▸ Stored data entries
********************
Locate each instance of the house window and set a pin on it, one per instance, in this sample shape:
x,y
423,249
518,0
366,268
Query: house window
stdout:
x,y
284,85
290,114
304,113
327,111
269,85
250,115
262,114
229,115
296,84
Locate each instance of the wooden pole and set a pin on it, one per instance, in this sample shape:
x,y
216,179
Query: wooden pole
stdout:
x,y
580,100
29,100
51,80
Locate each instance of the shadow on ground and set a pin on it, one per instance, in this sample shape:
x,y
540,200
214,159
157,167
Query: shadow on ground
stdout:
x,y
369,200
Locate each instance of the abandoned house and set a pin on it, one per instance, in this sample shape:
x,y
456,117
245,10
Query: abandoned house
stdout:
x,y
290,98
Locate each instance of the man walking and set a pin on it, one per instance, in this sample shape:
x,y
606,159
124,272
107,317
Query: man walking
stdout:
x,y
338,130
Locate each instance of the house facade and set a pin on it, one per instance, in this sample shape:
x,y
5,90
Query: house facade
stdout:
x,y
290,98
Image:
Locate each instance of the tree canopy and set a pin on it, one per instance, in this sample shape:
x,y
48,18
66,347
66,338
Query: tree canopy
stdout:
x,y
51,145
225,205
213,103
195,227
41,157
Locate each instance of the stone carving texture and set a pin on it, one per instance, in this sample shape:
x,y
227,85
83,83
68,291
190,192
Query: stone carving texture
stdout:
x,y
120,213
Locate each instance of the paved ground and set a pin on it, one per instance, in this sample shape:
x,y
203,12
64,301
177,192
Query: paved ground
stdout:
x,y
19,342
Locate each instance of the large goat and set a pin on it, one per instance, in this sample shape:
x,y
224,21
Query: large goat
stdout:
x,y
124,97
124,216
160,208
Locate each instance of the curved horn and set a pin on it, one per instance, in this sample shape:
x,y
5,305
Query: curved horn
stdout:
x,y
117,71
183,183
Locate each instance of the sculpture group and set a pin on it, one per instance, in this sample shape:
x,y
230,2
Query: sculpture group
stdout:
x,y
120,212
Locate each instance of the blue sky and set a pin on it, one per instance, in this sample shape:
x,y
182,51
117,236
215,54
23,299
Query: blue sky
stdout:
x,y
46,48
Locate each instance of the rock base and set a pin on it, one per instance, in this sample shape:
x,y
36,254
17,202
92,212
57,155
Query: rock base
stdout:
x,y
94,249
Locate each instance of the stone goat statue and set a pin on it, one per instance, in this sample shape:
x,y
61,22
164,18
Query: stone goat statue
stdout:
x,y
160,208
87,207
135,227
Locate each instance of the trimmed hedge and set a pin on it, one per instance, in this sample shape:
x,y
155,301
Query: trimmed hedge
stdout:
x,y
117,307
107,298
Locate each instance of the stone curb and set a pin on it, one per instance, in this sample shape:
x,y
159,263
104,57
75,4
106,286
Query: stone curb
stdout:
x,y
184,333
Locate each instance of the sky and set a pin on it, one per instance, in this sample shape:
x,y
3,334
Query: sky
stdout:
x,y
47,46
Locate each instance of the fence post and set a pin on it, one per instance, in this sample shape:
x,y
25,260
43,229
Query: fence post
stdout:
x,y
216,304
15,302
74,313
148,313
********************
▸ Work instruction
Search the data for the string "hedge" and copy out every line where it is found.

▸ Answer to this problem
Locate each instance of the trimmed hedge and set a pin on it, one per instance, in this sample shape:
Query: trimmed hedge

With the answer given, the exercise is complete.